• RECORDS
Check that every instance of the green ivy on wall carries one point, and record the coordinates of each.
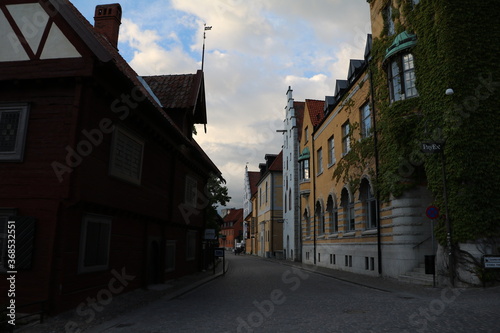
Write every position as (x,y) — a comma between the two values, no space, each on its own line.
(458,46)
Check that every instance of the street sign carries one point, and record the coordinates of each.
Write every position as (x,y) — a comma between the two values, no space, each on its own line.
(432,147)
(432,212)
(210,234)
(491,262)
(219,252)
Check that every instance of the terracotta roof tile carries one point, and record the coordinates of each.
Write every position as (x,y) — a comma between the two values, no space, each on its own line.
(316,112)
(299,114)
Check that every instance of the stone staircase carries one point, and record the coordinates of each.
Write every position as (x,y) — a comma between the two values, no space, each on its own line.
(417,276)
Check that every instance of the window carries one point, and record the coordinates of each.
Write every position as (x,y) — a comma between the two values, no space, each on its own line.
(307,223)
(331,151)
(190,191)
(402,78)
(126,156)
(267,190)
(13,128)
(320,160)
(320,217)
(369,204)
(170,256)
(348,210)
(388,21)
(346,140)
(191,245)
(94,243)
(332,215)
(366,121)
(304,169)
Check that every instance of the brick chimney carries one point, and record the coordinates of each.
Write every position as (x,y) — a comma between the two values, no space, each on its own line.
(107,22)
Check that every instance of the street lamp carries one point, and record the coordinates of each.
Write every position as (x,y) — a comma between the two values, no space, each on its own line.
(451,255)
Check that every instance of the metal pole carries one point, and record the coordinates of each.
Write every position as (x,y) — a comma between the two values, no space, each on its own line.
(451,256)
(434,255)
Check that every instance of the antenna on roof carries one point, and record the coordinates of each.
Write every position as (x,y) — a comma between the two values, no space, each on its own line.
(204,37)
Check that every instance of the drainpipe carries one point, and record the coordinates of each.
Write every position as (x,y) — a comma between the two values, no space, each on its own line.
(314,195)
(375,148)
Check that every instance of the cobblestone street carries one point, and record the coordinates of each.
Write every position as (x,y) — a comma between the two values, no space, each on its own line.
(259,295)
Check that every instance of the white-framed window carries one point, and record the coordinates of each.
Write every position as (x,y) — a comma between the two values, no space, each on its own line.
(95,240)
(126,156)
(369,204)
(304,169)
(366,121)
(346,140)
(190,191)
(170,256)
(13,131)
(320,160)
(191,245)
(391,29)
(331,151)
(333,216)
(402,77)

• REQUIRED ACTION
Copy every record verbatim while leaving each picture out.

• TASK ANSWER
Check that every instance of the green ivy on wall carries one point, and record the coordinates of each.
Write every position as (x,y) — a comma between the two values, no space, each on its own line.
(458,46)
Check that every instance of the street sign carries one point, and record the coordinates of each.
Write every position as (x,y) — a comma between the two values, no space, each on its own line.
(432,147)
(432,212)
(210,234)
(491,262)
(219,252)
Check that every instance of the terracotta roof tile carries one point, and record the coordinates of each.
Write every position as (x,y) — a comma between the two values, no space, each on its own line.
(316,112)
(299,114)
Check that every instance of the stone staircase carries one point, and record the coordinates of each.
Write every position as (x,y) — a comma between the two values, no space, each on its own line.
(417,276)
Check that every instance of the window carries one point, and record the coordinates of each.
Write every position as (x,y) — a comma between the two values, no space, each on its own line.
(307,223)
(331,151)
(190,191)
(402,78)
(126,156)
(267,190)
(13,128)
(320,160)
(320,217)
(369,204)
(170,256)
(348,210)
(388,21)
(346,140)
(191,245)
(94,243)
(332,215)
(366,121)
(304,169)
Check that every instance of the brick chimney carries one point, and record the coordinates of each.
Write every position as (x,y) — a comma between the two values, no space, each on its own line.
(107,22)
Check that every instance of the street lamp carries one point, and record the coordinates of each.
Write every position as (x,y) — a comma between the two values, no space, each on its own line.
(451,255)
Check that every instance of the metal pole carries one point, and record the coordinates of each.
Write every position as (x,y) — a comma between the two values, no space, each on its own line.
(451,256)
(434,255)
Check that every instance of the antenna on roof carries one point, and record the coordinates of each.
Write every position as (x,y) — a comma between the two values, no space, each on its own line.
(204,37)
Check that every instance of the drainpipe carries one point, and record the coordinates of each.
Write every position as (x,y) — a comma between the two values, no space, each on its own line.
(314,195)
(375,148)
Check that every instance of the cobblestone street carries one point, and record the coordinates of each.
Write every position as (x,y) — a comma between the two values, no space, each on its own line.
(259,295)
Check that every instance of the white-framed window carries one point, and record the coordinates of each.
Write every position as (x,y) — a comma between the two values, no space, each on its own line.
(95,240)
(126,156)
(369,204)
(304,169)
(366,121)
(346,140)
(190,191)
(170,256)
(13,131)
(320,160)
(191,245)
(391,29)
(331,151)
(333,216)
(402,77)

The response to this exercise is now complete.